Provided records:
+-------+

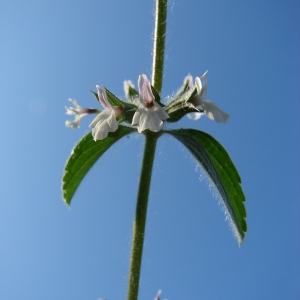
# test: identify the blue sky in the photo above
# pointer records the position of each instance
(51, 51)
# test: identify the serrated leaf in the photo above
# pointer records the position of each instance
(83, 157)
(218, 166)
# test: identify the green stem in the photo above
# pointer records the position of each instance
(159, 44)
(140, 216)
(149, 153)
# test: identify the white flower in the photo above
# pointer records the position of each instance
(149, 115)
(106, 121)
(126, 85)
(78, 111)
(133, 98)
(211, 110)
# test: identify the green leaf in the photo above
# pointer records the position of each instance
(83, 157)
(218, 166)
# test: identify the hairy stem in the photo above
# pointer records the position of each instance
(149, 153)
(140, 217)
(159, 44)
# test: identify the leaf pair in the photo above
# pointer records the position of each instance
(208, 152)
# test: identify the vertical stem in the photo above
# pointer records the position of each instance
(159, 43)
(149, 153)
(140, 217)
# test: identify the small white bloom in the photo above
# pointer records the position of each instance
(106, 121)
(149, 115)
(79, 113)
(211, 110)
(132, 98)
(126, 85)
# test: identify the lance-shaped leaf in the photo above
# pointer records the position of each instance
(83, 157)
(218, 166)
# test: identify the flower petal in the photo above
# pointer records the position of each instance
(162, 114)
(126, 85)
(146, 94)
(74, 124)
(104, 123)
(213, 112)
(102, 98)
(194, 116)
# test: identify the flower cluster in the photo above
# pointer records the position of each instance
(144, 109)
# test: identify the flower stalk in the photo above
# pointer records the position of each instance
(148, 158)
(141, 215)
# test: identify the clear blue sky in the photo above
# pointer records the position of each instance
(53, 50)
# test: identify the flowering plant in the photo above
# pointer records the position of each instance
(145, 113)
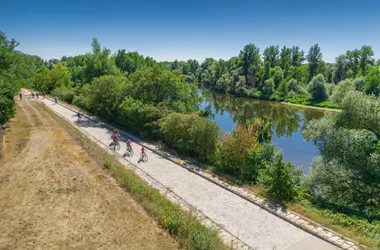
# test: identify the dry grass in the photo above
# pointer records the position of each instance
(185, 227)
(53, 195)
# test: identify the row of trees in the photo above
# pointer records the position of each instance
(281, 73)
(157, 100)
(16, 69)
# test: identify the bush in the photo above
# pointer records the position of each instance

+-------+

Task description:
All of the data is to be returned exactly, with no pictures included.

Problem solution:
# test: identify the blue sky in the photo above
# pointer records the position of each instance
(51, 51)
# test: identify the serrated leaf in the photo above
# pointer records the position of each instance
(83, 157)
(218, 166)
# test: identify the green stem in the photo above
# pointer records the position of each instance
(159, 44)
(140, 216)
(149, 153)
# test: identify the white flower in the photo above
# pointer records the position of each instance
(149, 115)
(106, 121)
(126, 85)
(78, 111)
(133, 98)
(211, 110)
# test: identify the green leaf in the photo above
# pointer records the position of each instance
(83, 157)
(218, 166)
# test: identify the hairy stem in the photo above
# pointer records the position of each instance
(149, 153)
(140, 217)
(159, 44)
# test: identify the leaf pair in the photo above
# pointer records the position of each instance
(208, 152)
# test: identify the vertical stem in the photo above
# pointer records the position of each instance
(159, 43)
(149, 153)
(140, 217)
# test: identify the small white bloom in the photo above
# pointer records the position of each instance
(106, 121)
(149, 115)
(79, 113)
(211, 110)
(132, 98)
(126, 85)
# test: identify the lance-shaped leaf in the photo above
# pointer records the position of each instance
(83, 157)
(218, 166)
# test: identify the flower petal in the photo above
# pointer records the position of each instance
(162, 114)
(126, 85)
(146, 94)
(74, 124)
(104, 123)
(213, 112)
(102, 98)
(194, 116)
# test: identify the flower cluster in the photo above
# pointer records the position of each instance
(144, 109)
# test: identify the flower stalk in the photo above
# pointer records the position of each instance
(148, 158)
(141, 215)
# test: identify the clear blue sky in the photo above
# pointer records the position of each instance
(53, 50)
# test: identify the flowering plant in the photo above
# pointer records the position of each instance
(145, 113)
# test: identify the dry grass in the photo above
# pointer records the position of each instance
(185, 227)
(53, 195)
# test: identify the row of trees in the photo above
# pointer records the position of each instance
(281, 73)
(157, 100)
(16, 69)
# test: identify the bush in the photo above
# pointer records the position of each instance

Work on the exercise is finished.